Question

Check if the function is continuous.

Answer 1

\[f(x) = \left\{ {{{x^2 + 6x - 16} \over {x^2 + x -6}}, x \neq 2} \right\}\]
\[{7x - 4}, x =2\]

Answer 2

I can't order the brackets

Answer 3

x^2+x-6=(x+3)(x-2) x^2+6x-16 doesn't have either factor so the limit does not exsit at -3 and 2 so the function is not continuous at either x

Answer 4

oh x=2 is defined for 7x-4

Answer 5

still since the limit doesn't exist at x=2 then f is not continuous there

Answer 6

yeap. sorry for that.

Answer 7

Oh! OK! Thanks.

Answer 8

all you have to do is make sure the limit exists and the limx->af(x)=f(a) then f is continuous at x=a

Answer 9

\[\lim_{x\rightarrow 2}f(x)=\lim_{x\rightarrow 2}\frac{x^2+6x-16}{x^2+x-6}=\lim_{x\rightarrow 2}\frac{(x+8)(x-2)}{(x+3)(x-2)}=\lim_{x\rightarrow 2}\frac{x+8}{x+3}=2\]
\[f(2)=7\cdot 2-4=10\]
\[\lim_{x\rightarrow 2}f(x)\neq f(2)\Rightarrow f(x)\quad not\enspace continuous\]

Answer 10

Thanks!

• STATED PROBLEM 1
In the continuity thread, what value does Answer 9 compute for f(2)?
• STATED PROBLEM 2
Reproduce the passage of the continuity thread starting at "oh x=2 is defined" and ending at "Oh! OK! Thanks.".
The material after this point comes from a different source than the continuity thread.

• GIVEN ENTRIES
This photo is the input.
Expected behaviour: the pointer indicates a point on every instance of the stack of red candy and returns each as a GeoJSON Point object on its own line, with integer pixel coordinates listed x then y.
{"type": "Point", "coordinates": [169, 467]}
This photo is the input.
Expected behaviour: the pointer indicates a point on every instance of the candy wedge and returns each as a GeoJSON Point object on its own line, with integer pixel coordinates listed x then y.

==

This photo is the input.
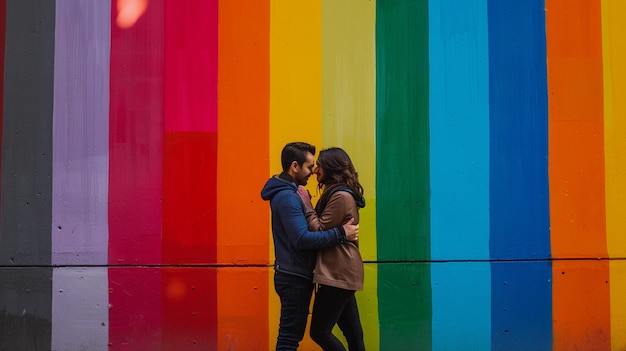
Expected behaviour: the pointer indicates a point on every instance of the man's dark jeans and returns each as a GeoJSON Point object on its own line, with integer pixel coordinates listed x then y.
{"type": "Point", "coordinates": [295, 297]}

• COMPLETE ANSWER 1
f(2) = 10

• COMPLETE ANSWER 2
oh x=2 is defined for 7x-4

Answer 5

still since the limit doesn't exist at x=2 then f is not continuous there

Answer 6

yeap. sorry for that.

Answer 7

Oh! OK! Thanks.